%%

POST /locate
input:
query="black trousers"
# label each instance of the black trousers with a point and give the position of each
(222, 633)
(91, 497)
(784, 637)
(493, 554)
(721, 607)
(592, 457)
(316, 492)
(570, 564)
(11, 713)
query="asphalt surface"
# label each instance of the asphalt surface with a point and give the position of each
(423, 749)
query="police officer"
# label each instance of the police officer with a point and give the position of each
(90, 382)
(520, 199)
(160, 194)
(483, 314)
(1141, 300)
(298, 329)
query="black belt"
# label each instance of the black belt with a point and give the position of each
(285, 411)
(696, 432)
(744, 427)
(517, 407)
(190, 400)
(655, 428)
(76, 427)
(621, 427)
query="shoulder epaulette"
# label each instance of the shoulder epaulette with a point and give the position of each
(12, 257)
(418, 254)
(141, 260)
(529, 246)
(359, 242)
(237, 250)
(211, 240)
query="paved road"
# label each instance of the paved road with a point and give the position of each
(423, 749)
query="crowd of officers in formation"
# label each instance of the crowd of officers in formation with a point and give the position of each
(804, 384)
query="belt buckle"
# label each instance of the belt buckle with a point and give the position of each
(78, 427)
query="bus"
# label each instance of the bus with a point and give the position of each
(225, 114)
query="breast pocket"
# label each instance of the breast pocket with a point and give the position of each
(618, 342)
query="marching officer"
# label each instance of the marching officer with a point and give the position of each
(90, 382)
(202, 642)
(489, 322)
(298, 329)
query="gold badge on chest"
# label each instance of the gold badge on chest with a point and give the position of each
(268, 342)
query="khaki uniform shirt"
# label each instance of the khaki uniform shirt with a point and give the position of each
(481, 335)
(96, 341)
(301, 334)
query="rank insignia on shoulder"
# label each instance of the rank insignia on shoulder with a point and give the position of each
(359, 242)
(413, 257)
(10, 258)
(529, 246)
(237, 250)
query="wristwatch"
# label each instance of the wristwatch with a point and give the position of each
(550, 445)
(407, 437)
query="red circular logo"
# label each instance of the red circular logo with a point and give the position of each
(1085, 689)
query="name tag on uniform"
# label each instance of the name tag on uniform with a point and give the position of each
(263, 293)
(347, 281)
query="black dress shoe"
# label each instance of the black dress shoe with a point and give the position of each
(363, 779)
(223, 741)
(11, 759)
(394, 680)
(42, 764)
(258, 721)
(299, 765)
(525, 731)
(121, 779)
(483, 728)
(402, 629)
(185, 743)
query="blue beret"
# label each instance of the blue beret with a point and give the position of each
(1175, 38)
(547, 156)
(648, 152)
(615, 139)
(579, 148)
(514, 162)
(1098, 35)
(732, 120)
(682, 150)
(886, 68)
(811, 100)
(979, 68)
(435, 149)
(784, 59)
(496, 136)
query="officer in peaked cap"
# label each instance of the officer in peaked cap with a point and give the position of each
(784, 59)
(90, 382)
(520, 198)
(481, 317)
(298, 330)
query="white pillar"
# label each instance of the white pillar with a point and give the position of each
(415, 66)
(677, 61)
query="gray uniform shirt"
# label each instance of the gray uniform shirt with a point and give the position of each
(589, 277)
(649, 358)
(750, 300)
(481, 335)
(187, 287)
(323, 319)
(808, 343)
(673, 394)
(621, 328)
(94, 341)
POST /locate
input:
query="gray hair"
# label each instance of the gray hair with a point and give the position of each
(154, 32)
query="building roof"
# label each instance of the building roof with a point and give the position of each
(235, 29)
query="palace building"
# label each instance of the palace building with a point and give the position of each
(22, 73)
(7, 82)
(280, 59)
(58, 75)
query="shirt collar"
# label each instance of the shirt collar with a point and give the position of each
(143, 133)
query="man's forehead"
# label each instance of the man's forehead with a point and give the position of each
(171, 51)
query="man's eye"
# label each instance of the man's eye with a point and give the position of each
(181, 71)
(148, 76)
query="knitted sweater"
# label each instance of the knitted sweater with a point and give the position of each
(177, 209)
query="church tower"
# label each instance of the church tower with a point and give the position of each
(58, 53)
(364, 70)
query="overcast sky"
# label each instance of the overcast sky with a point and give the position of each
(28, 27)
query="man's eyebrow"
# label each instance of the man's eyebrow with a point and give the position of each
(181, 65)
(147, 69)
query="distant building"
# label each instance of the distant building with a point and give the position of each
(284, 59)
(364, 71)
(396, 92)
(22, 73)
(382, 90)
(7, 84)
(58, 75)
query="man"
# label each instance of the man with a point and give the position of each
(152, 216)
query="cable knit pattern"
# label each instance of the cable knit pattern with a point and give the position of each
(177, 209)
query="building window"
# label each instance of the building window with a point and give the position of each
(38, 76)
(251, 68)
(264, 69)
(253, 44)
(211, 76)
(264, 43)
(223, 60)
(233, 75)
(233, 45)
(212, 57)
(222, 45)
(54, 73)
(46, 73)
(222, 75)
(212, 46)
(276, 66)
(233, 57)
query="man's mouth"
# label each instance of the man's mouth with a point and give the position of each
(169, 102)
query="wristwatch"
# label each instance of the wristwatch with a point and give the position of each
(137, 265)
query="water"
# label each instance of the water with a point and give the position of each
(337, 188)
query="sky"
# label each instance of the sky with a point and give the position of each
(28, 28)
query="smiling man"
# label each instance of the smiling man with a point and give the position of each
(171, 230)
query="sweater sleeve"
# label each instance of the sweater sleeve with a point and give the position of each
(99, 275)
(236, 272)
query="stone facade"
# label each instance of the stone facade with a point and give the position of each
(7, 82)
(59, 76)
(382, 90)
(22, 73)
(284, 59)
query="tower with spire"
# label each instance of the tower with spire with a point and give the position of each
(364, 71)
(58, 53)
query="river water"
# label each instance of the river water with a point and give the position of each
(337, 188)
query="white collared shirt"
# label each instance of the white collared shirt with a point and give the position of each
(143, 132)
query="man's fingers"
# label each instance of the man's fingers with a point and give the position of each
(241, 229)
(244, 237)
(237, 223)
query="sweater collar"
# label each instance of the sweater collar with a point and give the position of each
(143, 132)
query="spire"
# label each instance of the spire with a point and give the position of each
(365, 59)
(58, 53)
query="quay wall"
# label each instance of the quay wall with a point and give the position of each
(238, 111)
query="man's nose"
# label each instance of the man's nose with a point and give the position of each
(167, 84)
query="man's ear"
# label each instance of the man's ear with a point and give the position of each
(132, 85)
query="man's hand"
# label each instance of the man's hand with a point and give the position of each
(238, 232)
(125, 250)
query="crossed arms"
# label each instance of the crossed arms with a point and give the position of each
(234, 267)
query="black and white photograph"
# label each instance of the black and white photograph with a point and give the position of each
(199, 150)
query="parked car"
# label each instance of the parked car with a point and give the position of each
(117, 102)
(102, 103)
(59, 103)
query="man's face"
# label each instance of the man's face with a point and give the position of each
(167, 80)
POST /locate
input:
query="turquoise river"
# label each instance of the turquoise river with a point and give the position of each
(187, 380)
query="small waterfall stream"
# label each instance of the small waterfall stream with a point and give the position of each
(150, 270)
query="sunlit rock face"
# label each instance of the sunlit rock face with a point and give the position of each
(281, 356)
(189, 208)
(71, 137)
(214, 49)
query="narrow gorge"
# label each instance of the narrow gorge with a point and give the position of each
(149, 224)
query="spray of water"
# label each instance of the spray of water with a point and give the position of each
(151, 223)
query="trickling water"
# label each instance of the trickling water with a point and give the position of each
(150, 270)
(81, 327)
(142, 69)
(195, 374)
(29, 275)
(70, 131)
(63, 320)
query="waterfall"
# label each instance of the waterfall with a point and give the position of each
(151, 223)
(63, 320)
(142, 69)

%%

**WHAT YOU WILL DO**
Reproduce all of the records, keeping every character unchanged.

**EXERCISE SOLUTION**
POST /locate
input:
query="black trousers"
# label each instance of the black trousers with a point and give the position of each
(222, 633)
(91, 497)
(784, 637)
(493, 554)
(721, 607)
(592, 457)
(316, 492)
(570, 564)
(11, 713)
query="asphalt surface"
# label each instance of the asphalt surface with a point and give the position of each
(423, 749)
query="police officer"
# label each instance of the police officer with a point and give the position of each
(90, 382)
(520, 199)
(160, 194)
(483, 314)
(1141, 300)
(298, 329)
query="black belt"
# label each instance of the black belt with a point and give the position of each
(285, 411)
(696, 432)
(744, 427)
(517, 407)
(190, 400)
(655, 428)
(76, 427)
(621, 427)
query="shoulder epaulette"
# label each instance of the shoulder epaulette with a point and give the position of each
(12, 257)
(418, 254)
(141, 260)
(529, 246)
(359, 242)
(237, 250)
(211, 240)
query="paved road"
# label each instance of the paved road with a point and give the position of each
(423, 749)
query="crowd of officers in formation"
# label each instance of the crowd of officers in formation with a point and give the position of each
(804, 384)
query="belt buckle"
# label each instance of the belt buckle with a point and give the position of each
(78, 427)
query="bus"
# label each instance of the bus with a point and give the position of each
(225, 114)
query="breast pocket"
# label each instance of the breast pocket with a point and give the position of each
(618, 342)
query="marching officer"
# label each instance of the marching officer with a point and give the position of each
(90, 382)
(202, 642)
(489, 322)
(298, 329)
query="gold badge on chest"
# label each instance of the gold badge on chest with a point and give the position of each
(268, 342)
query="khaki uniform shirt"
# label each instance of the khaki uniform shirt with a point and give the position of each
(481, 335)
(96, 341)
(301, 334)
query="rank insignia on shoulder"
# label each instance of the rank insignia on shoulder with a point and give the position of each
(359, 242)
(413, 257)
(10, 258)
(529, 246)
(237, 250)
query="wristwatch"
# label each instance of the wristwatch with a point and give the position of each
(550, 445)
(407, 437)
query="red circular logo"
# label each instance of the red circular logo with a point and give the position of each
(1085, 689)
query="name tag on uniform"
# label each instance of the name tag on uniform with a point and give the position of each
(263, 293)
(347, 281)
query="black dress shoe"
# label each instance of the black dress shoe with a point and give the position of each
(363, 779)
(223, 741)
(11, 759)
(394, 680)
(42, 764)
(258, 721)
(299, 765)
(525, 731)
(121, 779)
(483, 728)
(402, 629)
(185, 743)
query="blue beret"
# label each instance of the blue beret with a point and give the position of each
(1175, 38)
(547, 156)
(648, 152)
(615, 139)
(579, 148)
(514, 162)
(1098, 35)
(732, 120)
(682, 150)
(886, 68)
(811, 100)
(979, 68)
(435, 149)
(784, 59)
(496, 136)
query="officer in peaked cap"
# label each instance of the officer in peaked cap with a point and give the position of each
(784, 59)
(90, 382)
(520, 198)
(481, 317)
(298, 330)
query="white pillar"
# label each instance of the white pillar with a point and give the position of each
(415, 66)
(677, 61)
query="gray uniform shirt"
# label each instance of the gray uniform shirt with a point and give the position of each
(589, 277)
(649, 358)
(750, 300)
(481, 335)
(187, 287)
(323, 319)
(808, 343)
(673, 394)
(621, 328)
(94, 341)
POST /locate
input:
query="gray hair"
# label each instance of the gray hair with a point and give the position of each
(154, 32)
query="building roof"
# label each instance of the building roof with a point and give the position of each
(235, 29)
query="palace building"
# label each instance of the palace building with a point and give the position of each
(22, 73)
(7, 82)
(280, 59)
(58, 75)
query="shirt collar"
# label each instance of the shirt collar with a point and give the position of each
(143, 133)
query="man's forehead"
# label each instance of the man's forehead with a point and give the position of each
(171, 51)
query="man's eye"
# label each instance of the man's eye with a point and give the position of each
(181, 71)
(148, 76)
query="knitted sweater"
# label each instance of the knitted sweater with a point and give the position of each
(177, 209)
query="church tower"
# label each instance of the church tower with a point and give the position of each
(58, 53)
(364, 70)
query="overcast sky"
# label each instance of the overcast sky with a point and give the position of each
(28, 27)
query="man's eyebrow"
# label each instance of the man's eyebrow with a point and give the position of each
(181, 65)
(147, 69)
query="distant building"
# label each instance of the distant building with a point and give the position of each
(284, 59)
(364, 71)
(396, 92)
(22, 73)
(382, 90)
(7, 84)
(58, 75)
query="man"
# label each instance of the man with a point and give the position of each
(152, 216)
query="cable knit pattern"
# label each instance of the cable knit pattern with a point and give the position of each
(177, 209)
query="building window"
# label each instance of the building window with a point and give the position of each
(38, 76)
(251, 68)
(264, 69)
(253, 44)
(211, 76)
(264, 43)
(223, 60)
(233, 75)
(233, 45)
(212, 57)
(222, 45)
(54, 73)
(46, 73)
(222, 75)
(212, 46)
(276, 66)
(233, 57)
query="man's mouth"
# label each instance of the man's mouth with a point and give the position of each
(169, 102)
query="wristwatch"
# label each instance of the wristwatch with a point and give the position of each
(137, 265)
query="water"
# label each instance of the water with a point and give the position of each
(337, 188)
query="sky"
# label each instance of the sky with a point and give the position of each
(28, 28)
query="smiling man"
# label each instance of the smiling man with a point and give the position of each
(171, 230)
query="sweater sleeve"
# label each instance of the sweater sleeve with a point and give the position of each
(99, 275)
(236, 272)
query="stone facade"
# label each instance of the stone facade with a point and give the position of each
(7, 82)
(59, 76)
(382, 90)
(22, 73)
(284, 59)
query="tower with spire"
# label each instance of the tower with spire with a point and give the position of each
(364, 71)
(58, 53)
query="river water"
# label each instance of the river water with a point and give the position of each
(337, 188)
query="white collared shirt"
# label each instance of the white collared shirt with a point and give the position of each
(143, 132)
query="man's fingers"
# label each instance of the man's fingers with a point and give the position of each
(241, 229)
(244, 237)
(237, 223)
query="sweater collar"
# label each instance of the sweater collar with a point and give the position of each
(143, 132)
query="spire"
# label each instance of the spire with a point and give the position of each
(365, 59)
(58, 53)
query="quay wall"
# label each instance of the quay wall with a point and give the position of each
(238, 111)
query="man's nose"
# label each instance of the man's nose with a point and give the position of each
(167, 84)
query="man's ear"
# label each instance of the man's ear with a point and give the position of each
(132, 85)
query="man's hand"
# label each instance of the man's hand with a point and give the position of each
(238, 232)
(125, 250)
query="crossed arms"
# label each instance of the crossed arms with a point and give the position of each
(234, 267)
query="black and white photograph"
# label each instance of the black and white photograph with a point and give the position of each
(199, 150)
query="parked car"
# label each instance of the parked car with a point and give the position of each
(117, 102)
(102, 103)
(59, 103)
query="man's face"
# label each instance of the man's face with a point and give the position of each
(167, 80)
POST /locate
input:
query="turquoise river"
# label each instance of the turquoise river with a point and give the position of each
(187, 380)
query="small waterfall stream"
# label each instance of the small waterfall stream with a point and give the position of each
(150, 270)
query="sunlit rock face"
# label each instance of the sunlit rock face with a point and give the position of each
(281, 356)
(189, 208)
(71, 137)
(214, 49)
query="narrow gorge"
# label each instance of the narrow gorge with a point and give the position of each
(149, 224)
query="spray of water"
# label each instance of the spray of water with a point and give the position of each
(151, 223)
query="trickling water"
# label each instance of the trickling water with a point and give the position of each
(150, 270)
(81, 327)
(142, 69)
(195, 374)
(29, 275)
(70, 131)
(63, 320)
query="waterfall"
# label each instance of the waterfall with a point and give the position of each
(151, 223)
(63, 320)
(142, 69)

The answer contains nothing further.